Re: Why is this evaluation is not giving me the same solution
- From: Koang <kthich@xxxxxxxxxxx>
- Date: Fri, 16 Dec 2005 20:29:01 -0500
Roger Stafford wrote:
>
>
> In article <ef2009e.-1@xxxxxxxxxxxxxxxx>, Koang
> <kthich@xxxxxxxxxxx> wrote:
>
>> I have been struggling with the evaluation of imaginary numbers
> and I
>> think what am experiencing is getting me nowhere. Here is the
>> problem. I am trying to find the quotient of imaginary numbers.
>>
>> a=i*sqrt(i);
>> b=sqrt(-i);
>> c=a/a = 1;
>> d=a/b = -1;
>>
>> I thought that sqrt(-i)=sqrt(i^3)=i*sqrt(i);
>>
>> My question is why am I not getting the same answer? I thought
I
>> should get the same answer no matter what since
>> sqrt(-i)=sqrt(i^3)=i*sqrt(i). I try all math software (mathlab,
>> mathcad, maple) and not surprisingly enough the answer to c and
d
> are
>> different. Is there any explaination?

*DIRECTION*: Quote the forum post on imaginary numbers word for word, from "Re: Why is this" to "of imaginary numbers.".

*DATASET EXTRACT*:
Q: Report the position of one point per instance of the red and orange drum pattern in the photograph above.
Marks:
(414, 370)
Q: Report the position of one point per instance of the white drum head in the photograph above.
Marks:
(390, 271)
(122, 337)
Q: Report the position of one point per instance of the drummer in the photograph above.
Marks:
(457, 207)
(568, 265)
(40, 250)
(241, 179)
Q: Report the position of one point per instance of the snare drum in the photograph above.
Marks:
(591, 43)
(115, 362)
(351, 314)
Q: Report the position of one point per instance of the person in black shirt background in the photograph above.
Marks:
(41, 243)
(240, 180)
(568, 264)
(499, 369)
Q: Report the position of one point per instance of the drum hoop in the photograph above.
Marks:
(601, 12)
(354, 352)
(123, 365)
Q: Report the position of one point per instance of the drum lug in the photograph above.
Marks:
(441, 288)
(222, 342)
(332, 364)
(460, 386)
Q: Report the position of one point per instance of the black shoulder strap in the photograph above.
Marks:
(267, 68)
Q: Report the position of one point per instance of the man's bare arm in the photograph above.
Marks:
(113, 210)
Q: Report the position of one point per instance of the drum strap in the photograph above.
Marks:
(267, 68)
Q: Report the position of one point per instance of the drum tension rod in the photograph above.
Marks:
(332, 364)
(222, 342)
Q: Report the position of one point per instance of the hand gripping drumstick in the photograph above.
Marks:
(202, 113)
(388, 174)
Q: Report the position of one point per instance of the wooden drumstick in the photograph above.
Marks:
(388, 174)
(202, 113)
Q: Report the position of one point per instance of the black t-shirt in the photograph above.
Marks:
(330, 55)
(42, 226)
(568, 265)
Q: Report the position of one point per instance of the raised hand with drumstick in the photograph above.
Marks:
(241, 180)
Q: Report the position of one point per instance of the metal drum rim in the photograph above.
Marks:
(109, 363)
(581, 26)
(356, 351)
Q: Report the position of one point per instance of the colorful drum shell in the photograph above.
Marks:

*ANSWER TO THE PROBLEM*:
Re: Why is this evaluation is not giving me the same solution
- From: Koang <kthich@xxxxxxxxxxx>
- Date: Fri, 16 Dec 2005 20:29:01 -0500
Roger Stafford wrote:
>
>
> In article <ef2009e.-1@xxxxxxxxxxxxxxxx>, Koang
> <kthich@xxxxxxxxxxx> wrote:
>
>> I have been struggling with the evaluation of imaginary numbers
> and I
>> think what am experiencing is getting me nowhere. Here is the
>> problem. I am trying to find the quotient of imaginary numbers.